> Stated task:
Can you transcribe, character for character, the lines from the very first one through the line containing "Outlines of the man's dark", both of those included?

> Data supplied:
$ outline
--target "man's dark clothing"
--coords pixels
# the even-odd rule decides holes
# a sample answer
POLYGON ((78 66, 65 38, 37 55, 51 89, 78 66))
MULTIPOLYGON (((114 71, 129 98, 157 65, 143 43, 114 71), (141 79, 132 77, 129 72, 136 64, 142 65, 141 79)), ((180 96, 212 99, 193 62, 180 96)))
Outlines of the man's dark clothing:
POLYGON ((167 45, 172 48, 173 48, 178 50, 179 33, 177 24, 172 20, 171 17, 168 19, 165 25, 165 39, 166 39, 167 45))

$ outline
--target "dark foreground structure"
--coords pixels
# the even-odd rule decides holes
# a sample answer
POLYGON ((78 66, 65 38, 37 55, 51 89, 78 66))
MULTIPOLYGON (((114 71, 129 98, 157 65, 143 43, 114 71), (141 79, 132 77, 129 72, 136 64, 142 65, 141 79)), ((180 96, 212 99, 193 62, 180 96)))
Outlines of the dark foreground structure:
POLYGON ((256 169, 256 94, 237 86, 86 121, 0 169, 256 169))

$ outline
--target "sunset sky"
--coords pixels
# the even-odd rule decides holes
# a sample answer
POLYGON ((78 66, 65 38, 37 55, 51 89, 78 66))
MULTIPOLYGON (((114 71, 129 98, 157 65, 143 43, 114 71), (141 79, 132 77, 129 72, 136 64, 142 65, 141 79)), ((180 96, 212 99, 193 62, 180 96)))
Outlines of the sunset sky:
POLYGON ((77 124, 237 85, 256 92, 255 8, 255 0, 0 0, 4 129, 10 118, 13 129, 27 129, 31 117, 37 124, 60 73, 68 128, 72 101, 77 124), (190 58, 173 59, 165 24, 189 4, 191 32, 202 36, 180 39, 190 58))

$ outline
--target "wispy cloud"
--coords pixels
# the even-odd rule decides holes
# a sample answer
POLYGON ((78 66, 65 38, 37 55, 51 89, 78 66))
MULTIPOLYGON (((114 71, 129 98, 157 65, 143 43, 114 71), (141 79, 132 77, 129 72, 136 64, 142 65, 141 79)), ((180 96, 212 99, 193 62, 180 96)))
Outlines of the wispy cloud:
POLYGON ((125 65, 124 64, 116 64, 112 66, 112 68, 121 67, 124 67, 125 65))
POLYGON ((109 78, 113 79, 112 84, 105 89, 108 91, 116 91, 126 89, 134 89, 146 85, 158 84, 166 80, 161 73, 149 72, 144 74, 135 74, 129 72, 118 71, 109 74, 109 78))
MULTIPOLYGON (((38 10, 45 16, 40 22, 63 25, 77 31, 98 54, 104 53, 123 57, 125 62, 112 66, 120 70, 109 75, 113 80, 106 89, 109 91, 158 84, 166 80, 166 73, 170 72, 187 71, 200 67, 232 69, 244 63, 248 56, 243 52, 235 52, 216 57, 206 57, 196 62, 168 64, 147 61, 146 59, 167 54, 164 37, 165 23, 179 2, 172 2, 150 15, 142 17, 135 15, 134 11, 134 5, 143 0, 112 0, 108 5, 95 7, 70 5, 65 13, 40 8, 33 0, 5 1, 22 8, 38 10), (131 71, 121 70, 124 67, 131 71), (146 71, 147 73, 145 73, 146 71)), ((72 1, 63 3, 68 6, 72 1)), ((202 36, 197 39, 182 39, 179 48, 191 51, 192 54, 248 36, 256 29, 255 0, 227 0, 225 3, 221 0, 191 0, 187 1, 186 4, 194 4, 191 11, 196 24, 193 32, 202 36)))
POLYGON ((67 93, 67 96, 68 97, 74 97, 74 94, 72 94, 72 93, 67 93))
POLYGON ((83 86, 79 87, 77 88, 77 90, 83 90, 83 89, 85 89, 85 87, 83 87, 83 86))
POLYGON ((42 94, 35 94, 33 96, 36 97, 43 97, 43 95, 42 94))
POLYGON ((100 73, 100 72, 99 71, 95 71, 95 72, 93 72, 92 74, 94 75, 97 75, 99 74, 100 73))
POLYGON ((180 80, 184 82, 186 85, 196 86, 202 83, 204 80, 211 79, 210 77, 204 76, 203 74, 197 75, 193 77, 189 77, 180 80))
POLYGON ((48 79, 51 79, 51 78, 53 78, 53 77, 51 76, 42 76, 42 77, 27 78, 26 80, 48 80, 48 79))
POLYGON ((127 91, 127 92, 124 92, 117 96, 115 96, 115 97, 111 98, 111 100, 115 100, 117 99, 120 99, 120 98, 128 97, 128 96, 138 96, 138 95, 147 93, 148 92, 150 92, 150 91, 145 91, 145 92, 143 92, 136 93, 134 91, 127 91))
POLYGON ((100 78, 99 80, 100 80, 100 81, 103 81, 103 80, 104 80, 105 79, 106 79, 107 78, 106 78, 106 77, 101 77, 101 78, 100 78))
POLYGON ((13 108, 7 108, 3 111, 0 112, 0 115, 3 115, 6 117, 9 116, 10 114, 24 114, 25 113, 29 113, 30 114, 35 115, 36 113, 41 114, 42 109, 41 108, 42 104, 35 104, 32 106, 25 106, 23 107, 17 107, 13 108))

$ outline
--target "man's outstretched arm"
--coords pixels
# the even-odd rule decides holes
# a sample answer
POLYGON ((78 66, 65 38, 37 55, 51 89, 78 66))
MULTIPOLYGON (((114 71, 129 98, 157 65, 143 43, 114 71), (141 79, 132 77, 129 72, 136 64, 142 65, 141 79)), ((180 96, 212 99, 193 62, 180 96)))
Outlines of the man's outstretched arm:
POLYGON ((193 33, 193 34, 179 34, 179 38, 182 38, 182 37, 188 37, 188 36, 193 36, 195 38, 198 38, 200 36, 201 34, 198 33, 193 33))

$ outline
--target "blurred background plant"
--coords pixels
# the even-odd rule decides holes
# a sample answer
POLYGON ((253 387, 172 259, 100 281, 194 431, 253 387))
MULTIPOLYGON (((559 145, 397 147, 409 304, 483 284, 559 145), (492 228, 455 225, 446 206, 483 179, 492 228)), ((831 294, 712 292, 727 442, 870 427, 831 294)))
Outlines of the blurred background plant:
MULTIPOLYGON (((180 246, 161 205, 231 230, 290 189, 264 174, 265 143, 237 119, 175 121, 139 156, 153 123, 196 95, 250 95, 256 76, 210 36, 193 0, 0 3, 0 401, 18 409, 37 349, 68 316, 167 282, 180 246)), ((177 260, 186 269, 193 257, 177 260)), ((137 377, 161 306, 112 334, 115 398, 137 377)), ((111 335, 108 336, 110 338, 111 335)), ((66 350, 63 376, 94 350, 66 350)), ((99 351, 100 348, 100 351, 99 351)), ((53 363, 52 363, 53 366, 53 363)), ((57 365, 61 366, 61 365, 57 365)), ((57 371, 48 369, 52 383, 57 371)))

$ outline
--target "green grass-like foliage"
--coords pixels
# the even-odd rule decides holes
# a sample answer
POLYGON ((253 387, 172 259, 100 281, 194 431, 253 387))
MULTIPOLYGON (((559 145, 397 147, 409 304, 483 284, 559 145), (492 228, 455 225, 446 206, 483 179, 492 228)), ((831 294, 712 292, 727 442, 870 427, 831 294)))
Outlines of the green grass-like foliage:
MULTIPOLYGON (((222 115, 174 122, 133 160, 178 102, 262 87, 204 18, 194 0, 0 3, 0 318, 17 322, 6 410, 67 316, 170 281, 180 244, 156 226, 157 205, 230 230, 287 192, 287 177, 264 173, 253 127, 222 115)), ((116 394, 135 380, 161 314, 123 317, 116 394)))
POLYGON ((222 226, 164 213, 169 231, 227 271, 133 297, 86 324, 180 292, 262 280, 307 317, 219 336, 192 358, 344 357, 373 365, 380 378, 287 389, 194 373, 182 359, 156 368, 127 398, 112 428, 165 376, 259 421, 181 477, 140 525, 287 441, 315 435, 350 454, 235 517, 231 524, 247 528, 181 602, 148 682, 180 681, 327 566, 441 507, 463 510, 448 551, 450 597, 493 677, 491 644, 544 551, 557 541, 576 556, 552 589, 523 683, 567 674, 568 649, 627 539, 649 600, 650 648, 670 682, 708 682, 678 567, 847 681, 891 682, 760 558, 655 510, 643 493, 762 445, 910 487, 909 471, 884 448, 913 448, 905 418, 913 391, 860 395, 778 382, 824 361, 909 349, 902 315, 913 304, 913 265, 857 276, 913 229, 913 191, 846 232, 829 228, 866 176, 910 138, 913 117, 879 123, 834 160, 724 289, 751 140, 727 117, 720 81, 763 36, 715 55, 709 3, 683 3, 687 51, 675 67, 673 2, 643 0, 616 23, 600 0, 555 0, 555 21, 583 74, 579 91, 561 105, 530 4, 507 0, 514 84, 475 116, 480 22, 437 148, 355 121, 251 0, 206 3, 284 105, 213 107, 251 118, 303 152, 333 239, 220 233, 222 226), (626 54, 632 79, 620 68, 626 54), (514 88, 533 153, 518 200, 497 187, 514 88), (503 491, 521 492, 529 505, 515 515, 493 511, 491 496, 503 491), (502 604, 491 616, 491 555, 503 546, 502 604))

> In response:
$ outline
--target "man's dark clothing"
--coords pixels
# the even-odd rule decides holes
# a sample answer
POLYGON ((78 66, 65 38, 37 55, 51 89, 78 66))
MULTIPOLYGON (((114 71, 129 98, 157 65, 143 43, 114 71), (141 79, 132 77, 129 72, 136 64, 142 65, 141 79)), ((180 96, 212 99, 193 62, 180 96)))
Outlines of the man's dark clothing:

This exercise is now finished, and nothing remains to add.